Source text:
++++

R: What are operators like %in

2019-01-13 19:24发布

问题:

I know the basics like == and !=, or even the difference (vaguely) between & and &&. But stuff like %in% and %% and some stuff used in the context of sprintf(), like sprintf("%.2f", x) stuff I have no idea about.

Worst of all, they're hard to search for on the Internet because they're special characters and I don't know what they're called...

回答1:

There are several different things going on here with the percent symbol:

Binary Operators

As several have already pointed out, things of the form %%, %in%, %*% are binary operators (respectively modulo, match, and matrix multiply), just like a +, -, etc. They are functions that operate on two arguments that R recognizes as being special due to their name structure (starts and ends with a %). This allows you to use them in form:

Argument1 %fun_name% Argument2

instead of the more traditional:

fun_name(Argument1, Argument2)

Keep in mind that the following are equivalent:

10 %% 2 == `%%`(10, 2)
"hello" %in% c("hello", "world") == `%in%`("hello", c("hello", "world"))
10 + 2 == `+`(10, 2)

R just recognizes the standard operators as well as the %x% operators as special and allows you to use them as traditional binary operators if you don't quote them. If you quote them (in the examples above with backticks), you can use them as standard two argument functions.

Custom Binary Operators

The big difference between the standard binary operators and %x% operators is that you can define custom binary operators and R will recognize them as special and treat them as binary operators:

`%samp%` <- function(e1, e2) sample(e1, e2)
1:10 %samp% 2
# [1] 1 9

Here we defined a binary operator version of the sample function

"%" (Percent) as a token in special function

The meaning of "%" in function like sprintf or format is completely different and has nothing to do with binary operators. The key thing to note is that in those functions the % character is part of a quoted string, and not a standard symbol on the command line (i.e. "%" and % are very different). In the context of sprintf, inside a string, "%" is a special character used to recognize that the subsequent characters have a special meaning and should not be interpreted as regular text. For example, in:

sprintf("I'm a number: %.2f", runif(3))

++++

Shape labeling records
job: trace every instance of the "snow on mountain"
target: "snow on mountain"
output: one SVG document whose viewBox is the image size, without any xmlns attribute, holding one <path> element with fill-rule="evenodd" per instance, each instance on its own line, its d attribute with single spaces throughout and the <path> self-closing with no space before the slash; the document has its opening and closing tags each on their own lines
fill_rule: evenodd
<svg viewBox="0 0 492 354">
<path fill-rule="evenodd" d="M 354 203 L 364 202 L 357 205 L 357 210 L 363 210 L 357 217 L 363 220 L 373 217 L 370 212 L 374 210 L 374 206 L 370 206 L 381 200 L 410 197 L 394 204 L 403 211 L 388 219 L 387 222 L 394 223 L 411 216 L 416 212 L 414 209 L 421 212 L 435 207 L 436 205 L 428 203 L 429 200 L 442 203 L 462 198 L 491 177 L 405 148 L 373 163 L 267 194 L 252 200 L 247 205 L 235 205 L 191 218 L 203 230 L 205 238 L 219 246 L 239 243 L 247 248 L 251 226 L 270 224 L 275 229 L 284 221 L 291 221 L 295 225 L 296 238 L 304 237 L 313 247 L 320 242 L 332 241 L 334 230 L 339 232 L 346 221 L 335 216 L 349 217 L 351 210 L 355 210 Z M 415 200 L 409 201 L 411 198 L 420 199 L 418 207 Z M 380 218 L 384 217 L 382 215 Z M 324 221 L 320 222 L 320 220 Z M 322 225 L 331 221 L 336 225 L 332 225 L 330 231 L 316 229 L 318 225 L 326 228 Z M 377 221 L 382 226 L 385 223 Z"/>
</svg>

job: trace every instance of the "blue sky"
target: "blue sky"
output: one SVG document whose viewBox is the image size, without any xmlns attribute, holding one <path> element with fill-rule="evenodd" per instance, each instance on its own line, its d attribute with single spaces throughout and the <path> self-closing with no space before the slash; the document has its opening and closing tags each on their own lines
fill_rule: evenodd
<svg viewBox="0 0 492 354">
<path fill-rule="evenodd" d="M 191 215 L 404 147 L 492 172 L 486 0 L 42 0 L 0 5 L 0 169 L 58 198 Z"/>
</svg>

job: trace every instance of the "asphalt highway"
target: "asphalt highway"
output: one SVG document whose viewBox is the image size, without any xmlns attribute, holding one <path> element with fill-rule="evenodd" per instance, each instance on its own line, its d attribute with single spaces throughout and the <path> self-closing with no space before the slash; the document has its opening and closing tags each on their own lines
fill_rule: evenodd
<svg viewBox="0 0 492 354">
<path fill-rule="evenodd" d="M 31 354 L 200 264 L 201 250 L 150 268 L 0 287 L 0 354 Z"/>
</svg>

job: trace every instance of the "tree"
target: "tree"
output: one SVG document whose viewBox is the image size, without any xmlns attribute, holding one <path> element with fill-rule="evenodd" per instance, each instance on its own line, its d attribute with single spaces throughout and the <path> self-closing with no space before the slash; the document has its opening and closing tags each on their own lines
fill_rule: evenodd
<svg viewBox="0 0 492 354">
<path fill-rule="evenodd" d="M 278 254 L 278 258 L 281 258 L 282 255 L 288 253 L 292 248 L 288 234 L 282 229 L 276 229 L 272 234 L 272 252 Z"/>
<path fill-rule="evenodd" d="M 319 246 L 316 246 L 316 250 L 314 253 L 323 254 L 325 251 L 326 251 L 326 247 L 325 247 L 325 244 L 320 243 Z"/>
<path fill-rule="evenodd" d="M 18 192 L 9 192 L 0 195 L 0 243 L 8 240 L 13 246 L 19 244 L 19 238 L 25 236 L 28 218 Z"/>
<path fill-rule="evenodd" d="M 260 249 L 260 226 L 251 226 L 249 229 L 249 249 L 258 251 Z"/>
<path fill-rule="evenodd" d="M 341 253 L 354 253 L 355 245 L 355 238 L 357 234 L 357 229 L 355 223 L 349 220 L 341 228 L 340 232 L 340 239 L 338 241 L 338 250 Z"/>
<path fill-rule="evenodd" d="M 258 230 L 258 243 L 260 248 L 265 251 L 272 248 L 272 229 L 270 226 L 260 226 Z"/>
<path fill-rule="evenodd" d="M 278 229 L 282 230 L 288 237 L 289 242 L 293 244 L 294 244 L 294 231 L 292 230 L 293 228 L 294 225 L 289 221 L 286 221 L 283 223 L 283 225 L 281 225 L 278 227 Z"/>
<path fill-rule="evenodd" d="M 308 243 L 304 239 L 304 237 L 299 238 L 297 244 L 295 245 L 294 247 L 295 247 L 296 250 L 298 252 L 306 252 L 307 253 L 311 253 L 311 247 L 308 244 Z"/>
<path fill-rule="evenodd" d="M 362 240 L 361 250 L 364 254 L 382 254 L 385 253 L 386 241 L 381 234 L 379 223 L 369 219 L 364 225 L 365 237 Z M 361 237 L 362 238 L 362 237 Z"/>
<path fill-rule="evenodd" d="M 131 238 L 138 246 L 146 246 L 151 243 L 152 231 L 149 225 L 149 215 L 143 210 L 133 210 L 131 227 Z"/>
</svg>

++++

Stated task: Can you edit the R operators thread by giving it again from "R just recognizes" up to and including "e2) sample(e1, e2)", with "backticks" changed to "grave accents"? These records are separate from the R operators thread.

The completed task:
R just recognizes the standard operators as well as the %x% operators as special and allows you to use them as traditional binary operators if you don't quote them. If you quote them (in the examples above with grave accents), you can use them as standard two argument functions.

Custom Binary Operators

The big difference between the standard binary operators and %x% operators is that you can define custom binary operators and R will recognize them as special and treat them as binary operators:

`%samp%` <- function(e1, e2) sample(e1, e2)